▶ _演習課題_:
1 - 映画紹介文によれば、コータが知り合い全員にメールを送った結果、彼のもとに集まったのは何人でしたか。
2 - 映画紹介文において、向井理がカンボジアでの撮影で台本を読まず、原作も読まなかった理由を説明してください。
3 - 映画紹介文を、最後の一文の後から書き継いでください。

▶ _課題本文_:
%%

「僕たちは世界を変えることができない。But, we wanna build a school in Cambodia.」
という映画を観た。
監督は深作欣二監督の息子「バトル・ロワイアルII 鎮魂歌」の深作健太監督だ。
実際にあった話を基にした映画だ。
「僕たちは探していた、ありきたりな毎日を変えてくれる何かを」
何かが足りない毎日の中、偶然目にした「あなたの150万円の寄付で、カンボジアに屋根のある小学校が建ちます」という海外支援のパンフレットを医大に通う2年生・コータこと田中甲太(向井理)が手にしたことから物語は始まってゆく。
頭の中で何かが弾けたコータは「カンボジアに小学校を建てよう!」と知り合い全員にメールを送信。
ところがコータのもとに集まったのはたったの3人。
いつもの仲間の芝山(柄本佑)と矢野(窪田正孝)、そして合コンで知り合った本田(松坂桃李)だった。
それでもコータは学生サークル“そらまめプロジェクト”を立ち上げ、チャリティーイベントを開催。
パーティを開催して収入を得たり、人集めのために慣れないナンパをしてみたり、地味にビラを配ったり。
カンボジアに小学校を建てるには実際に建設資金150万を自分たちで集めなければならない。
しかしその前に俺たちカンボジアを全く知らねえじゃんとなって4人の若者は学校で習った知識のほかは何もない状態で現地カンボジアへと向かう。
現地のガイド役ブティさんに案内され、そこで目にしたものとは、
想像を絶する言葉を失うほどの残酷な歴史と悲しい現実の数々。
4人はショックが抜けきらないまま無力感を抱えた状態で日本に帰国する。
日本へ帰ってきてから芝山が言う。
「本気であの国救えるとでも思ってんの?」
「アンコールワットでさ、小さい子供が1ドル値だってきたことあったろ、俺思わず渡しちゃったけどさ、たった1ドルであの子たちの未来変わんのかよ!」
無理だという芝山に「そうかもしれない」と弱音を吐く言い出しっぺのコータに矢野が言う。
「ねえコータ、俺たちのやりたかったことってなんなの?」
「ドキュメンタリータッチで撮りたい」という深作健太監督の意向で、カンボジアでの場面はほとんどがドキュメンタリーのようだった。
主人公のコータ演じる向井理はカンボジアでの撮影はあえて台本を読まず、またこの原作も読まないで感情が固定しないようにしたようだ。
最初にシェムリアップ州立病院へ向かい、エイズ病棟へ4人は案内される。
2005年時点では、カンボジアの15歳~49歳までのHIV感染者は2.6%、HIV総患者数は約17万人、40人に1人が感染していることになる。

%%

▶ _資料一覧_:
%%

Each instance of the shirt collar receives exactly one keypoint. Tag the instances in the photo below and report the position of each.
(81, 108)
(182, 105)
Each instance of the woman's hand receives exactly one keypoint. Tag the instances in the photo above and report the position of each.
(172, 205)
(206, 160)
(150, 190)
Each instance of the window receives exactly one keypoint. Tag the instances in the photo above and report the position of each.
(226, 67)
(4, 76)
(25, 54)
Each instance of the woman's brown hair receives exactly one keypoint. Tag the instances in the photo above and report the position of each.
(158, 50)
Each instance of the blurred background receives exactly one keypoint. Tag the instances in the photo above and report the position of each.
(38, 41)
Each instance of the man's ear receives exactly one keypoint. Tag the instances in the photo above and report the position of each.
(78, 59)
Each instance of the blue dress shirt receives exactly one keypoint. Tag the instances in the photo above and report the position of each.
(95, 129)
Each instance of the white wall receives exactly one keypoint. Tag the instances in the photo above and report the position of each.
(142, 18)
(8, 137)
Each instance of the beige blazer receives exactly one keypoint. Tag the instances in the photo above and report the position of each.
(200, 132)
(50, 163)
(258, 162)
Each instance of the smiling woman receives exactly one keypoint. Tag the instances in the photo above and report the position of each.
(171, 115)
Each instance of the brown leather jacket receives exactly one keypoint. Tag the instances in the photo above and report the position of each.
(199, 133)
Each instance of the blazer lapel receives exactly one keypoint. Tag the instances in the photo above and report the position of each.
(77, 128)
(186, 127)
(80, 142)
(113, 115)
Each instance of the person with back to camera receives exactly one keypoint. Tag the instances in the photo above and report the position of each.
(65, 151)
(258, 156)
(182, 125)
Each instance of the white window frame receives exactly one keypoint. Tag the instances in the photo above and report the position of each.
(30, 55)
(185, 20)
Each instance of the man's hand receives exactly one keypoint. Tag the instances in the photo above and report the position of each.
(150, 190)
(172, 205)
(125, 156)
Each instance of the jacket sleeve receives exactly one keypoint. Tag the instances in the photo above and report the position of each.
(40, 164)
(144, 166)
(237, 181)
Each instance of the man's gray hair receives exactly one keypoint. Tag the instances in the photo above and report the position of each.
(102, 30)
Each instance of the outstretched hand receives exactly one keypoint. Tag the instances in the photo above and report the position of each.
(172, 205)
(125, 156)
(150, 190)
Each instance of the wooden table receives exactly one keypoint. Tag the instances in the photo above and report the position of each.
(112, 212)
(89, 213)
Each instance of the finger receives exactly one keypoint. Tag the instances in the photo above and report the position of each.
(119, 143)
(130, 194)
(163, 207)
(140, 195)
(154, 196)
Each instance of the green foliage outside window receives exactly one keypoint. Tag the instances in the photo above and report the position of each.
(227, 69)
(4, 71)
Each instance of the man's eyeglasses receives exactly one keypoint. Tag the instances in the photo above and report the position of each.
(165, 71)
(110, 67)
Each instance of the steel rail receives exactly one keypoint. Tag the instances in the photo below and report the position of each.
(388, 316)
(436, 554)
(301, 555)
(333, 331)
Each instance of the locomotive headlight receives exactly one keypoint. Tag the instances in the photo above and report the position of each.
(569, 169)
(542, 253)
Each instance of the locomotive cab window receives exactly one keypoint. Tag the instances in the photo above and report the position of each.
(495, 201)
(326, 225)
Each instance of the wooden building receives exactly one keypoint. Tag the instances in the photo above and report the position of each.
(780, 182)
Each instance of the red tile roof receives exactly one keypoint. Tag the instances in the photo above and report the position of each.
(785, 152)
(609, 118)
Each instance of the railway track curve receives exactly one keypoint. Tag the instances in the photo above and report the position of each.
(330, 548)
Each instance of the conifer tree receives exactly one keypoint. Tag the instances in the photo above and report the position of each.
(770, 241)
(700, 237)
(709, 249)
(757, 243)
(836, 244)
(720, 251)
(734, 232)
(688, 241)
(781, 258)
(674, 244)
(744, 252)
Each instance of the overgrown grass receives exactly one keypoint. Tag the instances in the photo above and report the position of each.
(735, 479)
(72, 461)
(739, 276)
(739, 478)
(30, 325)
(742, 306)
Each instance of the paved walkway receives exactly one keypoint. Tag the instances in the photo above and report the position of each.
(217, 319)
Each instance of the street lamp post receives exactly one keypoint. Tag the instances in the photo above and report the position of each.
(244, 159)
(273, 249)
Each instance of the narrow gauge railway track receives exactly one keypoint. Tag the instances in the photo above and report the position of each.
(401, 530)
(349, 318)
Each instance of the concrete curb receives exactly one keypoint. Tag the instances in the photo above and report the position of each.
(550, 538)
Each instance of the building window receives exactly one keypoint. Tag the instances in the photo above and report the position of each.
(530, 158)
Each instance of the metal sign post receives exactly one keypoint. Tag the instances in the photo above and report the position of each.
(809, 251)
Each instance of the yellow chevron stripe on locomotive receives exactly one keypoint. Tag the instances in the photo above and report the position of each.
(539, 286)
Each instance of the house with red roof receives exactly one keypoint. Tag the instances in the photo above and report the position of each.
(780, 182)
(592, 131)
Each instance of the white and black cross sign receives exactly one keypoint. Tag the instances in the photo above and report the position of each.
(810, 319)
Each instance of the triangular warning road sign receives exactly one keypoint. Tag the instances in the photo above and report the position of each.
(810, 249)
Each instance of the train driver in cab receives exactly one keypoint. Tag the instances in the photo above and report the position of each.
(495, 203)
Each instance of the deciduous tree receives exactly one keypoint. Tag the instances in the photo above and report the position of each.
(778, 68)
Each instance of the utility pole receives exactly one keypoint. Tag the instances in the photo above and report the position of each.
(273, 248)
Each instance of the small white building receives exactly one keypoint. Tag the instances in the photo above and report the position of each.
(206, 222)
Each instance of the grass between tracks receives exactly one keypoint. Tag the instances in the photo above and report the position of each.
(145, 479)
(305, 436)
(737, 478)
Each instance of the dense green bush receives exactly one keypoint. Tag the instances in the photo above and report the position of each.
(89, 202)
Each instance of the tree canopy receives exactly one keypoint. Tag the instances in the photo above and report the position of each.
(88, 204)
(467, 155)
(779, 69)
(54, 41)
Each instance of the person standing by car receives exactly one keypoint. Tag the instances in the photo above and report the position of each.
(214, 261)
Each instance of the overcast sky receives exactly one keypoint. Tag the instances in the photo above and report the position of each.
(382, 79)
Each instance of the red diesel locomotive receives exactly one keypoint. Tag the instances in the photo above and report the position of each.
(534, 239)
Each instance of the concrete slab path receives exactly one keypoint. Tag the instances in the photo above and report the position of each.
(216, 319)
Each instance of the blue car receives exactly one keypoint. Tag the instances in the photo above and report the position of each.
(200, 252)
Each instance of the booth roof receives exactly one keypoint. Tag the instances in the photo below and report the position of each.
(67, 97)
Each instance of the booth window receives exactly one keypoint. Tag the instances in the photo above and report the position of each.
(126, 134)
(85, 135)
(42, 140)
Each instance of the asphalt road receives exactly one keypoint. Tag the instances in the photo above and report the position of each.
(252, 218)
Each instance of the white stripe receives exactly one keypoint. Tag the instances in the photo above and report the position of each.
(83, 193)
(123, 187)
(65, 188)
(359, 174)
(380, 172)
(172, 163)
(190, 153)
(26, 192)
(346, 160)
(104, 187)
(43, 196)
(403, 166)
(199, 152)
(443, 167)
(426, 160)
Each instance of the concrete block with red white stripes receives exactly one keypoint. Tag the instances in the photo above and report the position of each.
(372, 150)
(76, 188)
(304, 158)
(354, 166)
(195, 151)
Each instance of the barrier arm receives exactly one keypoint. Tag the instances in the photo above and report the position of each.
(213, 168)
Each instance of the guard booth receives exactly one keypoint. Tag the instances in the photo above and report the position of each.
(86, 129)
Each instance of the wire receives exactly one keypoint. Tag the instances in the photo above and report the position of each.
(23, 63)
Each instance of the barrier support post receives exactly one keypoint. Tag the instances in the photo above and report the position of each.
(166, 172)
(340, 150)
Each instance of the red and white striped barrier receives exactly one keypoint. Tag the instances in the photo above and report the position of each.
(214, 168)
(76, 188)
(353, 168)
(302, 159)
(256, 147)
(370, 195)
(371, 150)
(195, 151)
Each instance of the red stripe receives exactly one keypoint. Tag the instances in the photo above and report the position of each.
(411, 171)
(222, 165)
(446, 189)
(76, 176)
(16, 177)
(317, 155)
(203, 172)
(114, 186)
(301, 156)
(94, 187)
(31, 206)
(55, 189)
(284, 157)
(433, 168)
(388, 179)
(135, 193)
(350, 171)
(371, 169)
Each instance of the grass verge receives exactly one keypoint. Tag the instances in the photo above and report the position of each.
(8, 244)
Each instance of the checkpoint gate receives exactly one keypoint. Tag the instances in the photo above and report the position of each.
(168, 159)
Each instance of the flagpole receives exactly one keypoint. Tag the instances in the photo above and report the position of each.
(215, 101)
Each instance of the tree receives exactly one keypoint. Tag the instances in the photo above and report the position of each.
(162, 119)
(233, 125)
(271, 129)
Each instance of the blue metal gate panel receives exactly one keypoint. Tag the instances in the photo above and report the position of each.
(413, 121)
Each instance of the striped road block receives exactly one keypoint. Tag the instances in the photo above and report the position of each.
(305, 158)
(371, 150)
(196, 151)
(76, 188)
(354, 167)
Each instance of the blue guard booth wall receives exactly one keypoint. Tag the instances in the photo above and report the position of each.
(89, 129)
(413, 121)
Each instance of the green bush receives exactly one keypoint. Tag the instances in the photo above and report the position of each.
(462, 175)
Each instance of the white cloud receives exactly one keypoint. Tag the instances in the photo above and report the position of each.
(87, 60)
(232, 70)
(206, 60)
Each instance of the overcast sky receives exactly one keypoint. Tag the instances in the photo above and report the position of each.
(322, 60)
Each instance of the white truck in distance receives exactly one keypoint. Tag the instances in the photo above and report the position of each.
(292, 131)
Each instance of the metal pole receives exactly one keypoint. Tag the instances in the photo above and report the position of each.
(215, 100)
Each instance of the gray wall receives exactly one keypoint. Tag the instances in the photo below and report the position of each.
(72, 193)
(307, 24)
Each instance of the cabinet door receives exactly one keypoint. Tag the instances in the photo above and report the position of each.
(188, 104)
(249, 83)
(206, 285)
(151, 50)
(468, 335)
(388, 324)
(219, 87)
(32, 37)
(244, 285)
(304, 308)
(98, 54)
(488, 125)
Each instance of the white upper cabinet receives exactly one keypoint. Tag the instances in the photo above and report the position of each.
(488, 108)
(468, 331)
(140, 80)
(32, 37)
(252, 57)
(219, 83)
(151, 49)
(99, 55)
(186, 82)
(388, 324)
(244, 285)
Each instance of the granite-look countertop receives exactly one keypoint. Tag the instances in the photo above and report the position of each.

%%

▶ _課題の解答_:
1 - 芝山、矢野、本田の3人です。

2 - 感情が固定しないようにするためです。

3 -
そこでどんな撮影をするのかは何も知らされていない。
だからそこでのシーンはドキュメンタリーと同じだ。
次に向かったのは
トゥール・スレン虐殺博物館。
「ポル・ポト派が政権の座にあった3年8ヶ月の間、トゥール・スレンには2万人もの人々が送り込まれました。そのうち生きてここを出ることができたのはわずか7人。」
その次に訪れるのはキリング・フィールドです。
当時のカンボジアに300ヶ所あったとされる
処刑場です。
ここでカンボジアの全人口の3人に1人、総人口800万人足らずのカンボジアで、200万人から300万人近くの人が虐殺されたと言われています。
朝の6時過ぎに映画を観終わってから、いろいろ調べて、今昼前の10時55分だ、つらい。
少し休憩を取りたいと思う。
みんなも真剣に読むほどつらいだろう、少し休憩を取ってでも読みたい人は一緒に読んでほしい。
カンボジアのロケでは長回しでスタートからカットまで4時間という撮影もあり、撮影時間はトータルで200時間にも及んだという。
キリングフィールドではどのようなことが行われていたのだろう。
【大量虐殺地、キリングフィールドへ】- カンボジアここに少し詳しく書かれているようだから今から読む。
映画にも出てきたキリングツリー、残酷さを比べることなどできないが、この木は世界で最も悲しい木であるように感じる。
この映画が私たちに投げかけるものとはいったいなんだろう?
それはひとつやふたつじゃない。
この映画は観終わって、いやあほんと良い映画だったな、すごく感動した。では到底終わらせられないものが詰まっている。
何故ならこのテーマはすべての人間にとって本当に大事なことだからだ。
人は、自分に出来ることと、自分のやりたいことがわかっていないと、何もできない。
やりたいこと、多くの人間に共通することだと思うそれは、“一緒に笑いあいたい”ってことじゃないか?
気づいてても気づいてなくても、それが人間の本当の喜びのように思う。
でもそれがわかってても、どうすれば一緒に笑顔になれるのか、そのやり方がわからなくて何もできない。
これをしたらってことがわかっても行動に移すには、本当にそれがやりたいことじゃないとできない。
だから、何か思いついて行動できるってことは、自分の本当にやりたいことと自分に出来ることが合わさった時だ。
みんながそれを探してるんだと思う。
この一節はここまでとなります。